## What you are asked to do
Sort through the listing below and keep each line with the word "island". Copy those.

## Entries provided
>>>
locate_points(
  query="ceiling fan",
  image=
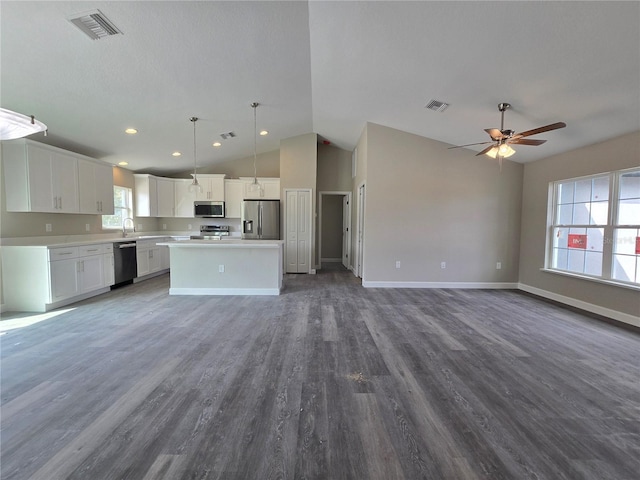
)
(501, 140)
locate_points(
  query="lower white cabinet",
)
(38, 278)
(150, 257)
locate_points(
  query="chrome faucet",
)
(124, 224)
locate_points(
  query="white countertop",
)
(76, 240)
(224, 243)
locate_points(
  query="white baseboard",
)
(224, 291)
(467, 285)
(589, 307)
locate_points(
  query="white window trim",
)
(609, 228)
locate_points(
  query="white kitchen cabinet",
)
(108, 265)
(64, 279)
(95, 182)
(166, 197)
(233, 196)
(269, 188)
(76, 270)
(184, 198)
(39, 278)
(212, 187)
(39, 178)
(150, 257)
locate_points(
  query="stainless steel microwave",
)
(209, 209)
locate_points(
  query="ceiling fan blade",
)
(526, 141)
(495, 133)
(468, 145)
(485, 150)
(546, 128)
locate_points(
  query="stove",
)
(211, 232)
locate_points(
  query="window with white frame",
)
(595, 226)
(122, 208)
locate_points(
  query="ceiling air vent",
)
(94, 24)
(437, 106)
(228, 135)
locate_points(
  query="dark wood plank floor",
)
(327, 381)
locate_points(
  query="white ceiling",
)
(318, 66)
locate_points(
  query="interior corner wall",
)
(426, 205)
(334, 175)
(299, 170)
(617, 154)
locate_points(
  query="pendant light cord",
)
(195, 173)
(254, 105)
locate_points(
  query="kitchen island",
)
(225, 267)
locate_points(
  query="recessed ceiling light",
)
(437, 105)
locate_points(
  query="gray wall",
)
(426, 205)
(616, 154)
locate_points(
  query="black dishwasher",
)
(124, 262)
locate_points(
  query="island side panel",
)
(246, 270)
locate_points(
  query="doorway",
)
(298, 231)
(334, 230)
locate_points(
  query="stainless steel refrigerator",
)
(261, 219)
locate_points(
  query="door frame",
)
(310, 222)
(339, 193)
(358, 268)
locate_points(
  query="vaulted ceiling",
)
(318, 66)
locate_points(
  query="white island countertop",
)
(224, 243)
(225, 267)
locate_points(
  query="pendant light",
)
(255, 186)
(15, 125)
(195, 186)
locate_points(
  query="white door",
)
(298, 231)
(346, 220)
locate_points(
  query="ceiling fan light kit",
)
(502, 139)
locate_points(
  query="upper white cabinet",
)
(39, 178)
(166, 197)
(268, 188)
(212, 187)
(95, 187)
(184, 198)
(155, 196)
(233, 196)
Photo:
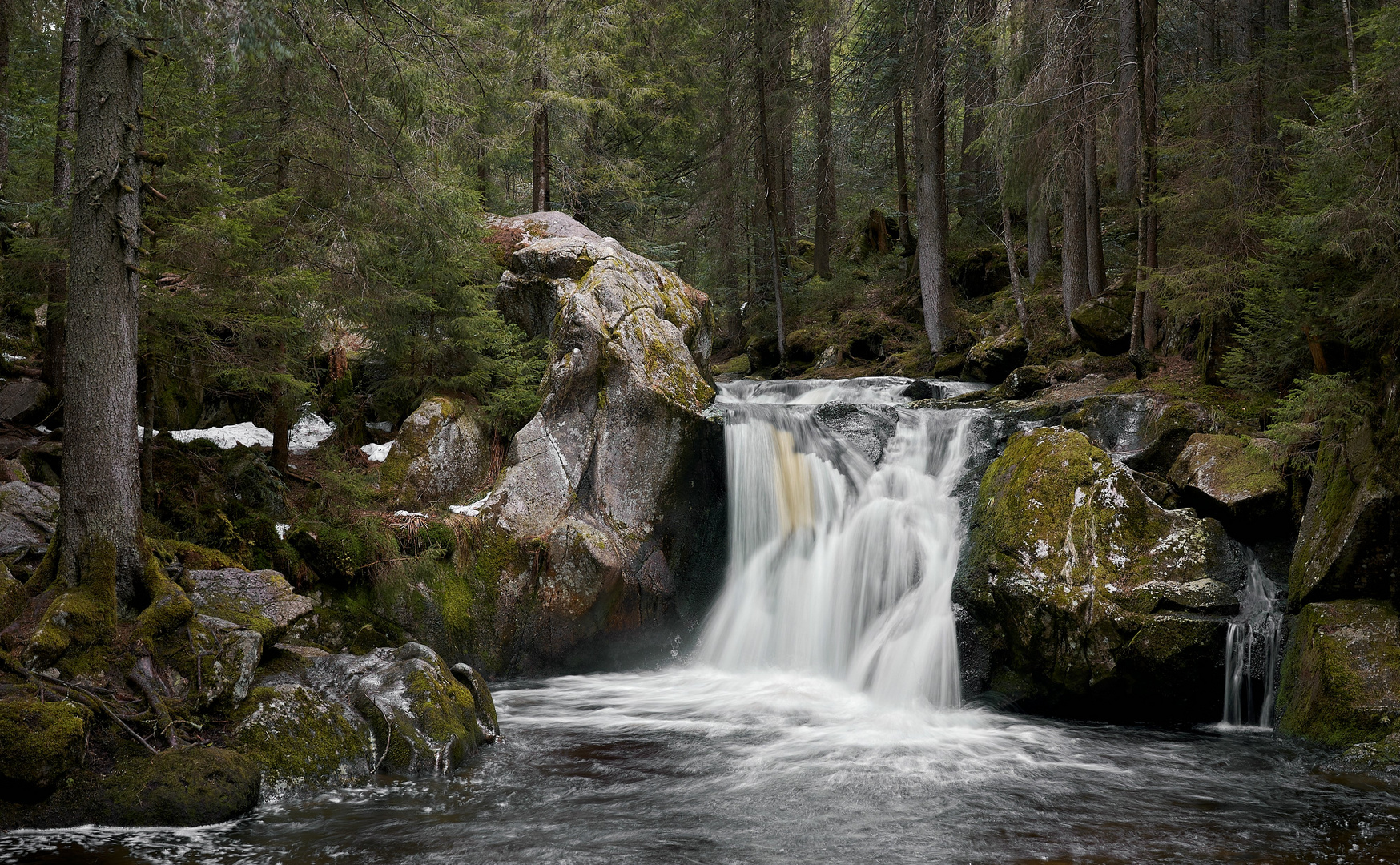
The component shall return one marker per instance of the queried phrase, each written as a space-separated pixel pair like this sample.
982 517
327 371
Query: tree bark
825 221
1018 290
1092 223
1145 22
5 105
539 155
280 408
1128 144
975 187
762 22
1038 227
1074 283
930 151
902 171
99 500
67 123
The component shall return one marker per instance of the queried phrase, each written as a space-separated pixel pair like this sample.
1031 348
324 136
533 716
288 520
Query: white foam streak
838 567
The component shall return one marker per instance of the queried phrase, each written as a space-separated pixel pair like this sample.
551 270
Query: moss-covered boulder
422 718
1027 381
41 743
1350 533
993 359
300 738
1098 601
1105 322
1237 481
622 462
441 454
177 787
1342 674
262 601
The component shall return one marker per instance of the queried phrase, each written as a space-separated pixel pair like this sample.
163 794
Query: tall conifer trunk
539 138
825 221
973 181
930 150
99 500
902 171
54 338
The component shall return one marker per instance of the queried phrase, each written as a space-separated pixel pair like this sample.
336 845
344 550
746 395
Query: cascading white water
1252 651
839 565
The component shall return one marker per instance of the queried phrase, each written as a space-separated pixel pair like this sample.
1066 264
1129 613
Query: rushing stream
819 717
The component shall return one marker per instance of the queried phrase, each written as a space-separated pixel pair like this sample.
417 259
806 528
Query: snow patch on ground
303 438
377 453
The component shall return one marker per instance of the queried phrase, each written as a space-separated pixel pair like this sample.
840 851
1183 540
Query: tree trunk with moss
99 509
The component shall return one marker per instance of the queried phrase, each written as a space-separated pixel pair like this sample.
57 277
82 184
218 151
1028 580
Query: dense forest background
318 177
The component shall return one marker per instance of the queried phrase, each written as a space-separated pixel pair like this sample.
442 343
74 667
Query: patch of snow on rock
377 453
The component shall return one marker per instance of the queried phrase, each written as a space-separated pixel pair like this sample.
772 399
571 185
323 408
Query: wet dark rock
1350 533
919 389
994 357
1342 674
22 398
1098 601
1027 381
178 787
41 743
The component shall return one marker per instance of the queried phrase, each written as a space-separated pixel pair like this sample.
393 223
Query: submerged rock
612 494
1095 599
1342 674
1235 481
441 453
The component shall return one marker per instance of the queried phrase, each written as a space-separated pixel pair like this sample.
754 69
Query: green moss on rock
39 745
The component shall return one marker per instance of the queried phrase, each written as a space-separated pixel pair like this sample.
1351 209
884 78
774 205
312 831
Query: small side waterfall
1252 651
840 563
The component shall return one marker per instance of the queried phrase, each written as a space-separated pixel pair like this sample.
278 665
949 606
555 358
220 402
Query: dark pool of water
692 765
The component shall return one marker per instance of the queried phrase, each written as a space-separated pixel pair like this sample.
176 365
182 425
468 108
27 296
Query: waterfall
1252 651
842 557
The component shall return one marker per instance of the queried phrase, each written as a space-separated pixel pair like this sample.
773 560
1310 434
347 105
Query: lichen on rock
1091 589
622 427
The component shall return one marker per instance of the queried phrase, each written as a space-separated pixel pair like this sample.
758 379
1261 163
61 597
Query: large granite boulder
28 518
1105 322
440 454
1237 481
1096 601
993 359
338 718
612 494
1349 535
261 601
1342 674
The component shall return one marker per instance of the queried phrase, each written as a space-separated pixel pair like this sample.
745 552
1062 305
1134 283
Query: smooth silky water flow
1252 647
819 715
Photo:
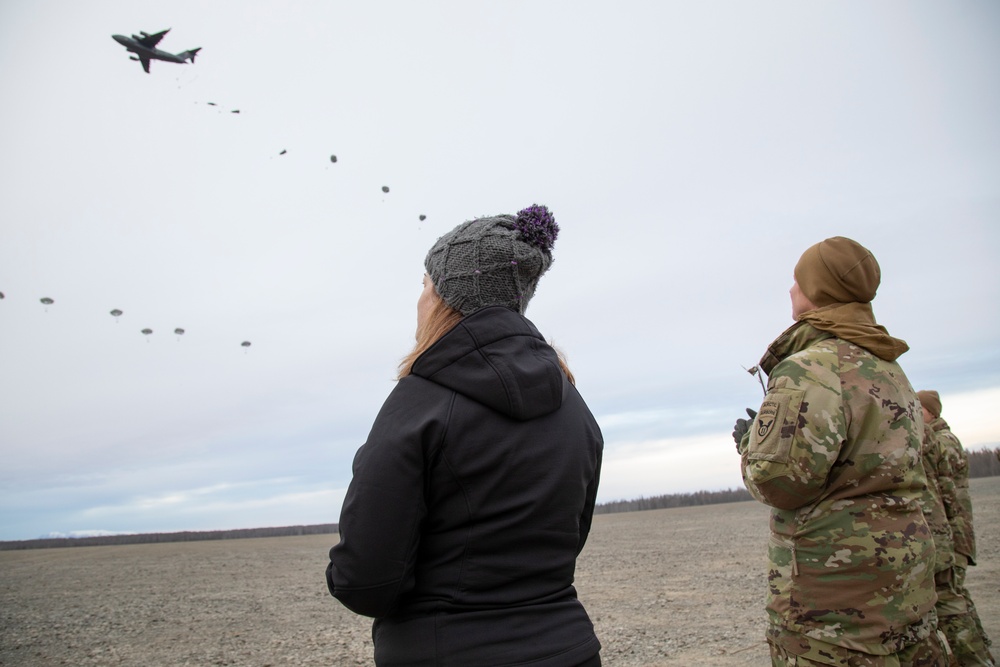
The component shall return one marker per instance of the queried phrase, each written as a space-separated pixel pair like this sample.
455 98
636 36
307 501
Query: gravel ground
678 587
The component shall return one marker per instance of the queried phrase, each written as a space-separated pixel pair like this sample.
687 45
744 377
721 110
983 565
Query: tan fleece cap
931 401
838 270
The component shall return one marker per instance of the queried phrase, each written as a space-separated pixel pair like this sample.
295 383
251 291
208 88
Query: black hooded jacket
470 503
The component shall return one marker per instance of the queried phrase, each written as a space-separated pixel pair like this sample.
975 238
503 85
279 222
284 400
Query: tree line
156 538
674 500
982 463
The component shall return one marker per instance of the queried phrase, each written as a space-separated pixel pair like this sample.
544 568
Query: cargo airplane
144 48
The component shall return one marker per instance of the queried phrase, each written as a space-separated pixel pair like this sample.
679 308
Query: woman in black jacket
475 490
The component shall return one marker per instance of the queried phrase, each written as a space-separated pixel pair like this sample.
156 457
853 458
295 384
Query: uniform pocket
773 431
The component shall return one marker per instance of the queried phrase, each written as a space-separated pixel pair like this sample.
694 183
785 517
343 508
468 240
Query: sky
690 151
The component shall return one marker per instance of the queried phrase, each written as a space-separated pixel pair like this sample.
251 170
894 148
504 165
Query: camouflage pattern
931 651
937 468
959 507
957 613
835 451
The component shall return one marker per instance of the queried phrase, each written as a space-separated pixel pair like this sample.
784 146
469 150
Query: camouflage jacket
835 451
937 467
959 505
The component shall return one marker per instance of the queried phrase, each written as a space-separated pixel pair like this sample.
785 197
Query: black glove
742 426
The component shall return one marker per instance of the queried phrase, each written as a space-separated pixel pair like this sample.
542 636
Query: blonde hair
441 319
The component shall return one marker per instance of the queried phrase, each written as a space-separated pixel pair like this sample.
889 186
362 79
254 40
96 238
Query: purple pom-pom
537 226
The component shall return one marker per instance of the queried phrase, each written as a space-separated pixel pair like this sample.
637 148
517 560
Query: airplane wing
150 41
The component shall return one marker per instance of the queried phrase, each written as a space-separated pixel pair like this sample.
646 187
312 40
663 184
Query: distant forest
982 463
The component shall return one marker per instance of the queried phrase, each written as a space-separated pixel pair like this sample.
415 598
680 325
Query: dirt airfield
677 587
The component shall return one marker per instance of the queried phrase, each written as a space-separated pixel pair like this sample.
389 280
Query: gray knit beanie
493 261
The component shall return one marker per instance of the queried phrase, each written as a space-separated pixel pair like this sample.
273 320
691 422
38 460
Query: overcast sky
690 152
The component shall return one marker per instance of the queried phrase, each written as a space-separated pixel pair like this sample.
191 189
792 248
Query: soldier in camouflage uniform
835 452
957 614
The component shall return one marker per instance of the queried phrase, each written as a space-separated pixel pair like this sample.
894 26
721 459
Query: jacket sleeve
372 566
798 433
587 516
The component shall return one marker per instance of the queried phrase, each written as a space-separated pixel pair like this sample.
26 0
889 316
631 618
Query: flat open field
677 587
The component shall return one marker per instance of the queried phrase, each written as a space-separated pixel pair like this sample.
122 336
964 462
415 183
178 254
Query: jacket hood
855 323
498 358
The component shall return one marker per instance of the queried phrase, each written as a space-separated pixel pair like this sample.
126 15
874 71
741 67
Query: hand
742 426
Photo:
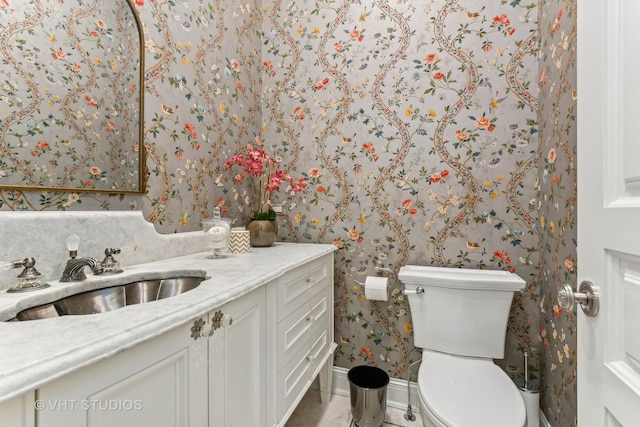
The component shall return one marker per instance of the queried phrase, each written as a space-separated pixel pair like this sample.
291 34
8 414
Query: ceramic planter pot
262 232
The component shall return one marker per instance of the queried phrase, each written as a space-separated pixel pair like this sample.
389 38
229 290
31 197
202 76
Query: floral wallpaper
435 132
60 65
557 217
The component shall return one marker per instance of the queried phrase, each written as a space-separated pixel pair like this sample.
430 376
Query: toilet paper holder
418 291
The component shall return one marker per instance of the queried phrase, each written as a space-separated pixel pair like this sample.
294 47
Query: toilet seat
468 392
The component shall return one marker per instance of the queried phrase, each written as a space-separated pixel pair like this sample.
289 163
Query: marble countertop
35 352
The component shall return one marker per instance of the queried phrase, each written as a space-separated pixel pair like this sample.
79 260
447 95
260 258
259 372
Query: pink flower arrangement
257 163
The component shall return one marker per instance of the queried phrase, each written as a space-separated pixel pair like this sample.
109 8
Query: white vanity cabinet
237 362
19 411
246 363
160 382
301 303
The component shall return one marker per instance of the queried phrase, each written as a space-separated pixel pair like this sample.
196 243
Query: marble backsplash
42 235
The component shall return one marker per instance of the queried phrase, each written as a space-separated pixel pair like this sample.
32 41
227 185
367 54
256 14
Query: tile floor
337 413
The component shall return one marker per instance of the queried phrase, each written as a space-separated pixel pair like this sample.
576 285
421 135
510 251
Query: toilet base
428 419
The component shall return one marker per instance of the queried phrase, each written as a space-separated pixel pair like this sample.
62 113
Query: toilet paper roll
376 288
532 406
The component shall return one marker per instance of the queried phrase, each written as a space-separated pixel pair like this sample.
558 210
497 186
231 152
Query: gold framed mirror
72 97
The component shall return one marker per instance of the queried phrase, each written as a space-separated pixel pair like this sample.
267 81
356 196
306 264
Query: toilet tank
462 311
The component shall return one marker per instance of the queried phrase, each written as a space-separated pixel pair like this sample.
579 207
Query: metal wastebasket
368 392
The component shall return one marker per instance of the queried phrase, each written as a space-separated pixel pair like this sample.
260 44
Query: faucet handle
109 264
30 279
72 242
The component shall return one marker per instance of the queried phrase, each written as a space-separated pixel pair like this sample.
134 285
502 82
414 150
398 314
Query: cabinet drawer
294 380
303 326
301 283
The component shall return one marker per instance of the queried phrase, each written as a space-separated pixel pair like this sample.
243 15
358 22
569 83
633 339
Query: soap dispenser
217 231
<<<
## Answer for the task
  query="kitchen island",
  query="island side panel",
  query="white island countertop",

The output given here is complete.